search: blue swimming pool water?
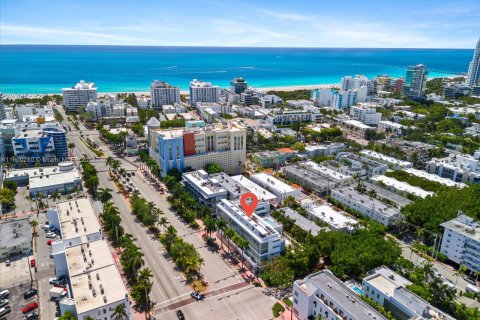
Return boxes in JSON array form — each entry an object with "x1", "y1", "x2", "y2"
[{"x1": 352, "y1": 285, "x2": 363, "y2": 295}]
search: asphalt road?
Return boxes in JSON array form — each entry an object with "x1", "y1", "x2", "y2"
[{"x1": 59, "y1": 109, "x2": 275, "y2": 320}]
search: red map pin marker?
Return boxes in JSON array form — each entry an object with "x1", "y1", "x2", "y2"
[{"x1": 240, "y1": 192, "x2": 258, "y2": 218}]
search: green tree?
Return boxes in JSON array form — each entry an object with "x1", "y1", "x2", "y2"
[
  {"x1": 204, "y1": 163, "x2": 224, "y2": 174},
  {"x1": 58, "y1": 311, "x2": 77, "y2": 320},
  {"x1": 30, "y1": 219, "x2": 38, "y2": 238},
  {"x1": 98, "y1": 188, "x2": 113, "y2": 203},
  {"x1": 112, "y1": 303, "x2": 128, "y2": 320},
  {"x1": 3, "y1": 180, "x2": 17, "y2": 193},
  {"x1": 292, "y1": 142, "x2": 306, "y2": 152}
]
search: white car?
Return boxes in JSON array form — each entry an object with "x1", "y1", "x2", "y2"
[{"x1": 46, "y1": 233, "x2": 57, "y2": 239}]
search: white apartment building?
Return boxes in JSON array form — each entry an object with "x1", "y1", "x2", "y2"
[
  {"x1": 333, "y1": 87, "x2": 368, "y2": 109},
  {"x1": 196, "y1": 102, "x2": 231, "y2": 120},
  {"x1": 189, "y1": 79, "x2": 220, "y2": 105},
  {"x1": 378, "y1": 120, "x2": 405, "y2": 134},
  {"x1": 342, "y1": 119, "x2": 376, "y2": 139},
  {"x1": 304, "y1": 143, "x2": 347, "y2": 158},
  {"x1": 231, "y1": 175, "x2": 278, "y2": 207},
  {"x1": 150, "y1": 80, "x2": 180, "y2": 110},
  {"x1": 362, "y1": 267, "x2": 454, "y2": 320},
  {"x1": 47, "y1": 198, "x2": 132, "y2": 319},
  {"x1": 311, "y1": 88, "x2": 335, "y2": 107},
  {"x1": 404, "y1": 168, "x2": 466, "y2": 188},
  {"x1": 440, "y1": 213, "x2": 480, "y2": 272},
  {"x1": 62, "y1": 80, "x2": 97, "y2": 112},
  {"x1": 111, "y1": 103, "x2": 126, "y2": 117},
  {"x1": 266, "y1": 109, "x2": 315, "y2": 126},
  {"x1": 340, "y1": 75, "x2": 370, "y2": 91},
  {"x1": 15, "y1": 104, "x2": 54, "y2": 120},
  {"x1": 370, "y1": 175, "x2": 433, "y2": 199},
  {"x1": 336, "y1": 152, "x2": 388, "y2": 177},
  {"x1": 86, "y1": 100, "x2": 111, "y2": 120},
  {"x1": 182, "y1": 170, "x2": 227, "y2": 212},
  {"x1": 250, "y1": 172, "x2": 300, "y2": 203},
  {"x1": 293, "y1": 269, "x2": 387, "y2": 320},
  {"x1": 126, "y1": 106, "x2": 138, "y2": 117},
  {"x1": 350, "y1": 104, "x2": 382, "y2": 125},
  {"x1": 331, "y1": 187, "x2": 400, "y2": 226},
  {"x1": 426, "y1": 153, "x2": 480, "y2": 184},
  {"x1": 216, "y1": 199, "x2": 285, "y2": 267},
  {"x1": 302, "y1": 202, "x2": 358, "y2": 233},
  {"x1": 360, "y1": 150, "x2": 413, "y2": 170}
]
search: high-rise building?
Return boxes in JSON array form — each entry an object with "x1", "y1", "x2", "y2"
[
  {"x1": 189, "y1": 79, "x2": 220, "y2": 105},
  {"x1": 467, "y1": 38, "x2": 480, "y2": 87},
  {"x1": 402, "y1": 64, "x2": 428, "y2": 98},
  {"x1": 340, "y1": 75, "x2": 369, "y2": 91},
  {"x1": 0, "y1": 93, "x2": 6, "y2": 120},
  {"x1": 149, "y1": 121, "x2": 246, "y2": 176},
  {"x1": 62, "y1": 80, "x2": 97, "y2": 112},
  {"x1": 150, "y1": 80, "x2": 180, "y2": 110},
  {"x1": 230, "y1": 77, "x2": 248, "y2": 94}
]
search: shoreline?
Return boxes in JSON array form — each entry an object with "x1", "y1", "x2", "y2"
[{"x1": 1, "y1": 75, "x2": 464, "y2": 98}]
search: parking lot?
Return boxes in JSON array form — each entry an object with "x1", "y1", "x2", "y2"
[{"x1": 0, "y1": 255, "x2": 37, "y2": 320}]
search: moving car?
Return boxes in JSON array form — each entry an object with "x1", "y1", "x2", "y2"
[
  {"x1": 176, "y1": 310, "x2": 185, "y2": 320},
  {"x1": 22, "y1": 302, "x2": 38, "y2": 314},
  {"x1": 24, "y1": 288, "x2": 38, "y2": 299}
]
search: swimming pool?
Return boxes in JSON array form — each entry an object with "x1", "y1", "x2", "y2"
[{"x1": 351, "y1": 285, "x2": 364, "y2": 295}]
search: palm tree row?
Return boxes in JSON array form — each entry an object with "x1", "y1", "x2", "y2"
[
  {"x1": 130, "y1": 192, "x2": 164, "y2": 229},
  {"x1": 138, "y1": 151, "x2": 161, "y2": 178},
  {"x1": 100, "y1": 201, "x2": 125, "y2": 245},
  {"x1": 80, "y1": 158, "x2": 99, "y2": 196}
]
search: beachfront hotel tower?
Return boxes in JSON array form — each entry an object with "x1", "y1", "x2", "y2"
[
  {"x1": 62, "y1": 80, "x2": 97, "y2": 112},
  {"x1": 150, "y1": 80, "x2": 181, "y2": 110},
  {"x1": 189, "y1": 79, "x2": 221, "y2": 105},
  {"x1": 402, "y1": 64, "x2": 428, "y2": 98},
  {"x1": 467, "y1": 38, "x2": 480, "y2": 87}
]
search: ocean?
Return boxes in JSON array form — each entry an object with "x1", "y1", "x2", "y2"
[{"x1": 0, "y1": 45, "x2": 473, "y2": 94}]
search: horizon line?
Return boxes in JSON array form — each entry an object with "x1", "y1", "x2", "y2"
[{"x1": 0, "y1": 43, "x2": 474, "y2": 50}]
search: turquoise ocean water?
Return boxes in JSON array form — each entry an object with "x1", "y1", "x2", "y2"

### [Work to be completed]
Every line of the material above should be repeated exactly, except for the pictures.

### [Reply to the exercise]
search: blue swimming pool water?
Return boxes in JSON array form — each entry an object with "x1", "y1", "x2", "y2"
[{"x1": 352, "y1": 285, "x2": 363, "y2": 295}]
search: asphalt road?
Return boxes in JSON array form — each entry an object with "x1", "y1", "x2", "y2"
[{"x1": 59, "y1": 109, "x2": 275, "y2": 320}]
search: red map pin marker?
Return boxes in JSON array form — each entry an object with "x1", "y1", "x2", "y2"
[{"x1": 240, "y1": 192, "x2": 258, "y2": 218}]
search: green tree?
Return boxes in JSON array form — each entry an object with "x1", "y1", "x2", "y2"
[
  {"x1": 204, "y1": 163, "x2": 224, "y2": 174},
  {"x1": 58, "y1": 311, "x2": 77, "y2": 320},
  {"x1": 30, "y1": 219, "x2": 38, "y2": 238},
  {"x1": 98, "y1": 188, "x2": 113, "y2": 203},
  {"x1": 112, "y1": 303, "x2": 128, "y2": 320},
  {"x1": 3, "y1": 180, "x2": 17, "y2": 193},
  {"x1": 292, "y1": 142, "x2": 306, "y2": 152}
]
search: white car?
Return boxes in JSON array form — each entry an object with "x1", "y1", "x2", "y2"
[{"x1": 46, "y1": 233, "x2": 57, "y2": 239}]
search: white apartment building?
Return boxes in JSON array form — each entry an object with "x1", "y1", "x2", "y2"
[
  {"x1": 333, "y1": 87, "x2": 368, "y2": 109},
  {"x1": 196, "y1": 102, "x2": 231, "y2": 120},
  {"x1": 189, "y1": 79, "x2": 220, "y2": 105},
  {"x1": 378, "y1": 120, "x2": 405, "y2": 134},
  {"x1": 342, "y1": 119, "x2": 376, "y2": 139},
  {"x1": 304, "y1": 143, "x2": 347, "y2": 158},
  {"x1": 231, "y1": 175, "x2": 278, "y2": 207},
  {"x1": 150, "y1": 80, "x2": 180, "y2": 110},
  {"x1": 362, "y1": 267, "x2": 454, "y2": 320},
  {"x1": 47, "y1": 198, "x2": 132, "y2": 319},
  {"x1": 311, "y1": 88, "x2": 335, "y2": 107},
  {"x1": 404, "y1": 168, "x2": 466, "y2": 188},
  {"x1": 440, "y1": 213, "x2": 480, "y2": 272},
  {"x1": 62, "y1": 80, "x2": 97, "y2": 112},
  {"x1": 111, "y1": 103, "x2": 126, "y2": 117},
  {"x1": 266, "y1": 109, "x2": 315, "y2": 126},
  {"x1": 340, "y1": 75, "x2": 370, "y2": 91},
  {"x1": 15, "y1": 104, "x2": 54, "y2": 120},
  {"x1": 370, "y1": 175, "x2": 433, "y2": 199},
  {"x1": 336, "y1": 152, "x2": 388, "y2": 177},
  {"x1": 86, "y1": 100, "x2": 111, "y2": 120},
  {"x1": 182, "y1": 170, "x2": 227, "y2": 212},
  {"x1": 250, "y1": 172, "x2": 300, "y2": 203},
  {"x1": 293, "y1": 269, "x2": 387, "y2": 320},
  {"x1": 126, "y1": 106, "x2": 138, "y2": 117},
  {"x1": 350, "y1": 104, "x2": 382, "y2": 125},
  {"x1": 331, "y1": 187, "x2": 400, "y2": 226},
  {"x1": 426, "y1": 153, "x2": 480, "y2": 184},
  {"x1": 216, "y1": 199, "x2": 285, "y2": 267},
  {"x1": 302, "y1": 202, "x2": 358, "y2": 233},
  {"x1": 360, "y1": 150, "x2": 413, "y2": 170}
]
search: high-rise building?
Return boxes in JSON array form — each entry an object with "x1", "y1", "x2", "y2"
[
  {"x1": 189, "y1": 79, "x2": 220, "y2": 105},
  {"x1": 467, "y1": 38, "x2": 480, "y2": 87},
  {"x1": 402, "y1": 64, "x2": 428, "y2": 98},
  {"x1": 340, "y1": 75, "x2": 369, "y2": 91},
  {"x1": 0, "y1": 93, "x2": 6, "y2": 120},
  {"x1": 149, "y1": 121, "x2": 246, "y2": 176},
  {"x1": 62, "y1": 80, "x2": 97, "y2": 112},
  {"x1": 150, "y1": 80, "x2": 180, "y2": 110},
  {"x1": 230, "y1": 77, "x2": 248, "y2": 94}
]
search: shoreline?
Return boxes in JSON array form — each entry an object with "x1", "y1", "x2", "y2"
[{"x1": 1, "y1": 75, "x2": 464, "y2": 98}]
search: parking lot?
Return boxes in JSON array form — each entry an object with "x1", "y1", "x2", "y2"
[{"x1": 0, "y1": 255, "x2": 37, "y2": 320}]
search: moving car?
Return boxes in JSON array form — each entry an object with "x1", "y1", "x2", "y2"
[
  {"x1": 176, "y1": 310, "x2": 185, "y2": 320},
  {"x1": 22, "y1": 302, "x2": 38, "y2": 314},
  {"x1": 24, "y1": 288, "x2": 38, "y2": 299}
]
search: swimming pool?
Return boxes in JSON array form — each entry an object with "x1", "y1", "x2", "y2"
[{"x1": 351, "y1": 285, "x2": 364, "y2": 295}]
search: palm tree row?
Return boxes in JSON array form — each entry an object with "x1", "y1", "x2", "y2"
[
  {"x1": 130, "y1": 192, "x2": 164, "y2": 229},
  {"x1": 138, "y1": 151, "x2": 161, "y2": 178},
  {"x1": 100, "y1": 201, "x2": 125, "y2": 245},
  {"x1": 80, "y1": 158, "x2": 99, "y2": 196}
]
search: beachfront hotel tower?
Return boxes in JSON array form — each entry an object with "x1", "y1", "x2", "y2"
[
  {"x1": 62, "y1": 80, "x2": 97, "y2": 112},
  {"x1": 150, "y1": 80, "x2": 181, "y2": 110},
  {"x1": 189, "y1": 79, "x2": 221, "y2": 105},
  {"x1": 402, "y1": 64, "x2": 428, "y2": 98},
  {"x1": 467, "y1": 38, "x2": 480, "y2": 87}
]
search: ocean?
Return boxes in JSON array form — each entry an object with "x1", "y1", "x2", "y2"
[{"x1": 0, "y1": 45, "x2": 473, "y2": 94}]
search: horizon line?
Return boxes in JSON array form — each entry an object with "x1", "y1", "x2", "y2"
[{"x1": 0, "y1": 43, "x2": 474, "y2": 50}]
search: turquoise ocean water?
Return boxes in JSON array form — each entry an object with "x1", "y1", "x2", "y2"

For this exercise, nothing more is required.